### WHAT NEEDS TO BE DONE
Pull every line holding the string "gray" from the records below.

### TASK INPUTS
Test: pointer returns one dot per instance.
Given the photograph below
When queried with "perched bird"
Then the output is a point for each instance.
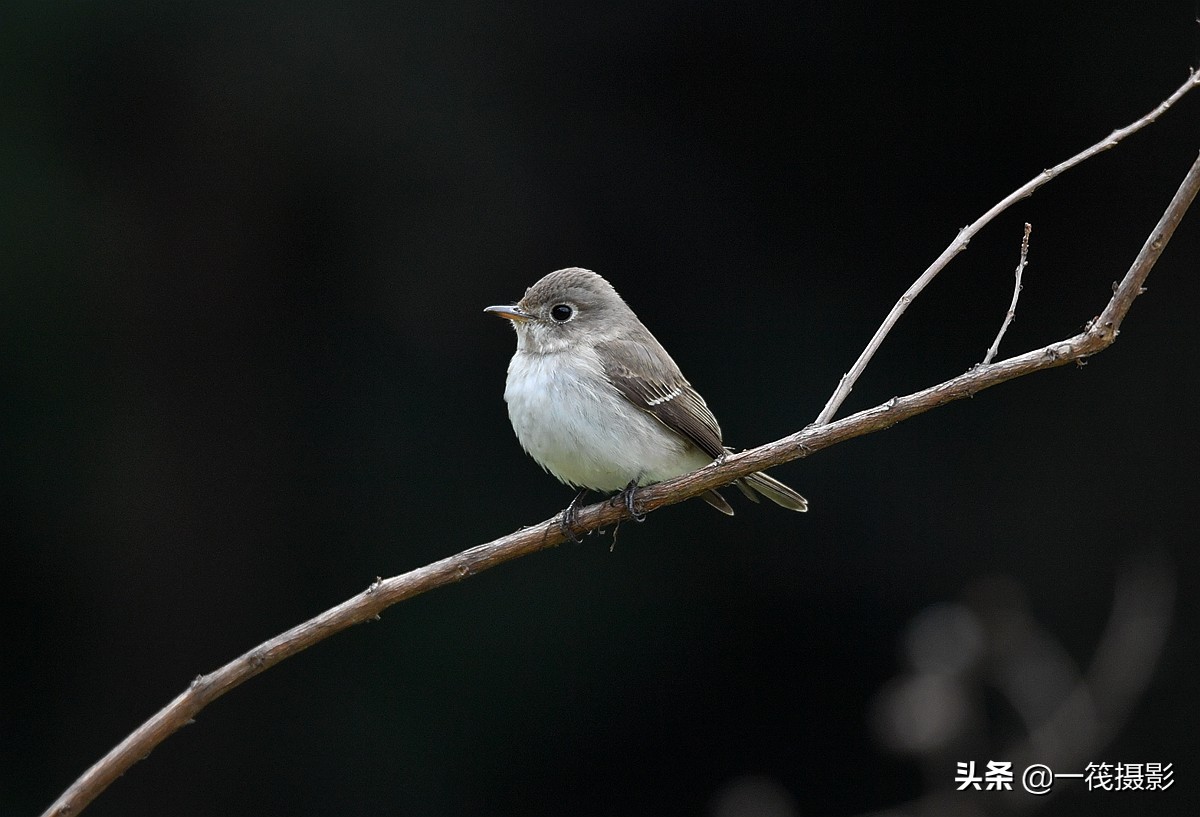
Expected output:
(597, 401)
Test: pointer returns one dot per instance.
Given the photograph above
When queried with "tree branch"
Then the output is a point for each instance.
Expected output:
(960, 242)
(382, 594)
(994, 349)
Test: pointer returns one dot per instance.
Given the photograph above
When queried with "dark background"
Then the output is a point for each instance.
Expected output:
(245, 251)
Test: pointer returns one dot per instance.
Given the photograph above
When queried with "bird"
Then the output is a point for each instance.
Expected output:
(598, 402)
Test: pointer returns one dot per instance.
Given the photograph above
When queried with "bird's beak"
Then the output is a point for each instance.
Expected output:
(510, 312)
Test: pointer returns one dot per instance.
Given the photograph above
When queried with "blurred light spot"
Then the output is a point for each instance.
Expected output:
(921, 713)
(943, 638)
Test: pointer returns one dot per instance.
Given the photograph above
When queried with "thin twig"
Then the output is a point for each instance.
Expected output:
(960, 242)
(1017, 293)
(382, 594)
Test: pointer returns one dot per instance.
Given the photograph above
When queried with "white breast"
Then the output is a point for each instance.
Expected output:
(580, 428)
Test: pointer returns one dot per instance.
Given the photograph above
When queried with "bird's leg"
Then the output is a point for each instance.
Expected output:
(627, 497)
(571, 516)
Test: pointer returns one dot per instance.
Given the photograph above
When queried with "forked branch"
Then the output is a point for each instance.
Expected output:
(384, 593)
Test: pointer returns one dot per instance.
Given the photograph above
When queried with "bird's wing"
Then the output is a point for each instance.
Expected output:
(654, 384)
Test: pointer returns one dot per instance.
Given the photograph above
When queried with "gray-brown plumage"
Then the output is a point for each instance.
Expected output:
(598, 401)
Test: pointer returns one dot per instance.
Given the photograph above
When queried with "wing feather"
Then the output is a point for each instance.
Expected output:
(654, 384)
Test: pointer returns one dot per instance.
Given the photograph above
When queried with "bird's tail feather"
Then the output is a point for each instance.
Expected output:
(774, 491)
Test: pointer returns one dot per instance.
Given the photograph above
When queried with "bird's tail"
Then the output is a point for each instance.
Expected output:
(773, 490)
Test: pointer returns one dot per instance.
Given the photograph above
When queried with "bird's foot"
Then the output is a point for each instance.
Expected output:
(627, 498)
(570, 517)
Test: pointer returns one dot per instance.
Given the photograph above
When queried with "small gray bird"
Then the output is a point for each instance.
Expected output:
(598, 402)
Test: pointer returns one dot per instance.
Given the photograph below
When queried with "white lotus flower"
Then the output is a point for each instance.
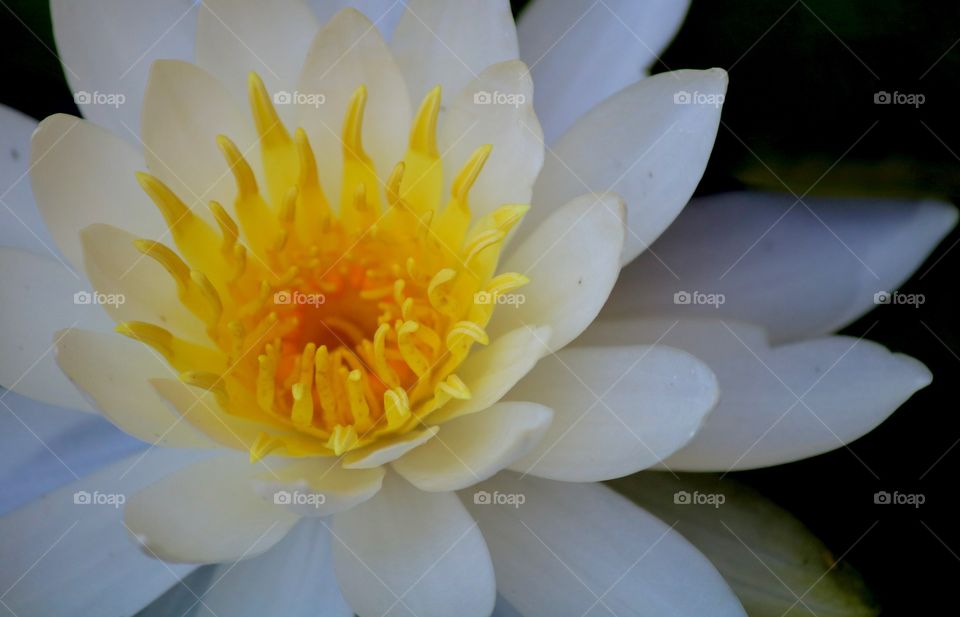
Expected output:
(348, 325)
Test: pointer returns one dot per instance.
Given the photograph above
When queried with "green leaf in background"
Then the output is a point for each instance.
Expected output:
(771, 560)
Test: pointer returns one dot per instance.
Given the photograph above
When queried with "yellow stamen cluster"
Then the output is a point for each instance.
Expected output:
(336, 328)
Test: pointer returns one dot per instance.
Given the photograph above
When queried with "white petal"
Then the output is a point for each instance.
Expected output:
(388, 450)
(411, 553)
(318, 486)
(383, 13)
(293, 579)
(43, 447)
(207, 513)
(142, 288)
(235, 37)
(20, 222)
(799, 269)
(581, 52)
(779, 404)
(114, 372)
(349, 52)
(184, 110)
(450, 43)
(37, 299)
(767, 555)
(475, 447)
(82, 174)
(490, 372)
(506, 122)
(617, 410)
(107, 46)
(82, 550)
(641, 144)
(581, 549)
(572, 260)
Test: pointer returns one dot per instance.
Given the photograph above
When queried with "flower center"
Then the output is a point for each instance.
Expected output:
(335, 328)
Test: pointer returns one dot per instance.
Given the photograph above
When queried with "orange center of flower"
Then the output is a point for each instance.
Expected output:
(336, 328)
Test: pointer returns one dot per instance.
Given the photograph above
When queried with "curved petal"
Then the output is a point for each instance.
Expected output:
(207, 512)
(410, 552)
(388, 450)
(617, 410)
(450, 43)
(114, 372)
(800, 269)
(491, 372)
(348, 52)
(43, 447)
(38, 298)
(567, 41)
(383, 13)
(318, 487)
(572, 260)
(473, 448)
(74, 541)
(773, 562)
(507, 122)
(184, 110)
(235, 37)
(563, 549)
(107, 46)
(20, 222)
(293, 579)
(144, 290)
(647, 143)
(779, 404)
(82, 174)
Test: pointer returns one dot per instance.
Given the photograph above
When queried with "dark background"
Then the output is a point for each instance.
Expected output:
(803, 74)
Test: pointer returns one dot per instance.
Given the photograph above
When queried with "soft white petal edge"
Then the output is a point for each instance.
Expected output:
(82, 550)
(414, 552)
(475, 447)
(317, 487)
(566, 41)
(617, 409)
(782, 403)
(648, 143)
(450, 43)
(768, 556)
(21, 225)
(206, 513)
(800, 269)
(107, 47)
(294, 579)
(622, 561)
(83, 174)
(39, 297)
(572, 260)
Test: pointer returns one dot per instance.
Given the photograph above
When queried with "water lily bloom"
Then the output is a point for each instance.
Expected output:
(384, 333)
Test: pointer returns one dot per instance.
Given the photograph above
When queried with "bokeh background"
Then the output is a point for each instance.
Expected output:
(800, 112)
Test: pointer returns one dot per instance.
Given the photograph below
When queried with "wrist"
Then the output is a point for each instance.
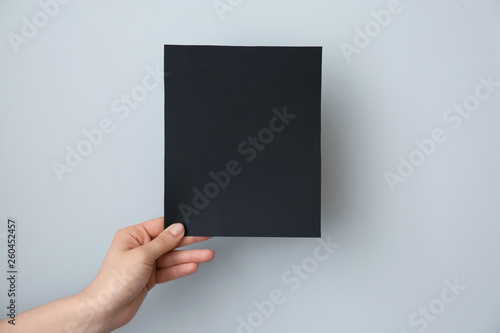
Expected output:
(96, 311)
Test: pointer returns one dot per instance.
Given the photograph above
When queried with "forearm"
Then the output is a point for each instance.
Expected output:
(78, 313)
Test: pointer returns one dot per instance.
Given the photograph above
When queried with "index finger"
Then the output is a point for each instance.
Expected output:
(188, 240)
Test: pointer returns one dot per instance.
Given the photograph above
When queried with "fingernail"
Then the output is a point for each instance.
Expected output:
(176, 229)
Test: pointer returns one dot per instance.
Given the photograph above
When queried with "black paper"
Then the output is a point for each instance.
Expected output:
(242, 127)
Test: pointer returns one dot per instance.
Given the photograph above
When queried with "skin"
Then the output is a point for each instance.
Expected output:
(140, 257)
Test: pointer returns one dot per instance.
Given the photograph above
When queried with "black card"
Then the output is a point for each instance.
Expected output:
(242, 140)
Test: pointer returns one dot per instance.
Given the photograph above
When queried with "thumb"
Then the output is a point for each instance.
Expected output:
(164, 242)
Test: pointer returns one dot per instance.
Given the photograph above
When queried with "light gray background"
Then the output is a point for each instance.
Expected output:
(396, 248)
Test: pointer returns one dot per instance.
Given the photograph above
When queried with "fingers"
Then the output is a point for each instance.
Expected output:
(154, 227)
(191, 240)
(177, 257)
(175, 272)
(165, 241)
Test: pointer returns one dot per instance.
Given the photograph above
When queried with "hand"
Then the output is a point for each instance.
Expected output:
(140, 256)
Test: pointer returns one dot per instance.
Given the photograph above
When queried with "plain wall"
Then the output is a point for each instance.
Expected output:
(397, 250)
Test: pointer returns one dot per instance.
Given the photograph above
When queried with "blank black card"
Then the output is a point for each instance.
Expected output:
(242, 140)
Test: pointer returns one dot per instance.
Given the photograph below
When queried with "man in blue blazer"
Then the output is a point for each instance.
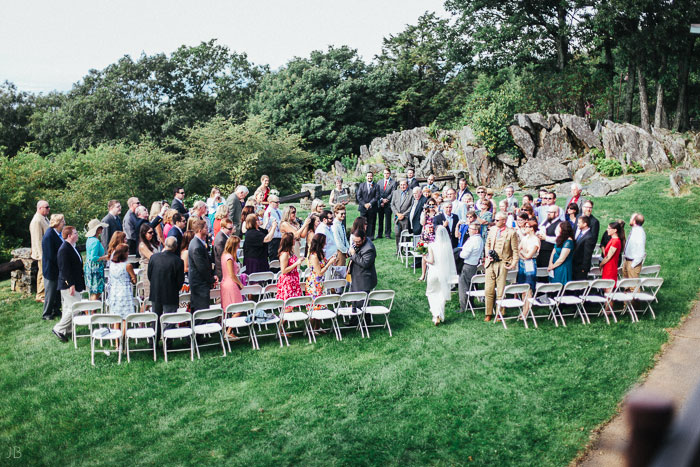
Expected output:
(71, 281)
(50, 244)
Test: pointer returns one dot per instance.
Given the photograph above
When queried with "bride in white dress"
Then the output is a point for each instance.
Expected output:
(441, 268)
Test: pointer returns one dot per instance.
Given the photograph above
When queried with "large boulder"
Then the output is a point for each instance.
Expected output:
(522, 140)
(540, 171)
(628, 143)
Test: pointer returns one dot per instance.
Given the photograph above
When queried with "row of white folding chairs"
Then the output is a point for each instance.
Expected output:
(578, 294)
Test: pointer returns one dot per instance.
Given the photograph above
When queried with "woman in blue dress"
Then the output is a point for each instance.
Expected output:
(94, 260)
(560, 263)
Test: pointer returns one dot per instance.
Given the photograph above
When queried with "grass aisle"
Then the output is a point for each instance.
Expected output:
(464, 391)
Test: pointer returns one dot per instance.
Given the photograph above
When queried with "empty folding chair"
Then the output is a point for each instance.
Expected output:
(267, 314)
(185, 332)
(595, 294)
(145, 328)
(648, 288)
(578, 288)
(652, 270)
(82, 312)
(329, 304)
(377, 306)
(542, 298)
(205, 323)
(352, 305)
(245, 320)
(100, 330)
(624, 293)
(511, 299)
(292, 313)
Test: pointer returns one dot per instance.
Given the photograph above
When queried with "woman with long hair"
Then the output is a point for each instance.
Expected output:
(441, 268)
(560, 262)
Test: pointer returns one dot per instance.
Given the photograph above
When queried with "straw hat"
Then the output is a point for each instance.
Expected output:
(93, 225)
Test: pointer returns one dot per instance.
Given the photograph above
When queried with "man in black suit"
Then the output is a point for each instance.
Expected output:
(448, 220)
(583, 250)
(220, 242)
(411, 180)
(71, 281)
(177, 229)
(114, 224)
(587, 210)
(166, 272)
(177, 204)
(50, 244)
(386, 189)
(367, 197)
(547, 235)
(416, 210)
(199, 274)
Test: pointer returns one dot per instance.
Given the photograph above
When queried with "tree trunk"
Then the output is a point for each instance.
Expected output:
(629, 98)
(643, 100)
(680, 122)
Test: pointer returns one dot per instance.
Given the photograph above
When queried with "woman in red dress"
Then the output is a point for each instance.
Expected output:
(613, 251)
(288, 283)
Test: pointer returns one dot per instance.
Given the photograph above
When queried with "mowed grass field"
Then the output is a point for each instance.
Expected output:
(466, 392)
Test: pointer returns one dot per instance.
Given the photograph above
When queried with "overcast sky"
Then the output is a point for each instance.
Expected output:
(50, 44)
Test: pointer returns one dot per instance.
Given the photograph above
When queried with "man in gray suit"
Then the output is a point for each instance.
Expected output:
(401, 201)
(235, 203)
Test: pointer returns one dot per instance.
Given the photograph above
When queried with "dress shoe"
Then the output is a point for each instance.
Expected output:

### TASK RESULT
When queried with "gray-brown plumage"
When queried with "small gray bird"
When queried with "light gray background"
When queried with "man in gray suit"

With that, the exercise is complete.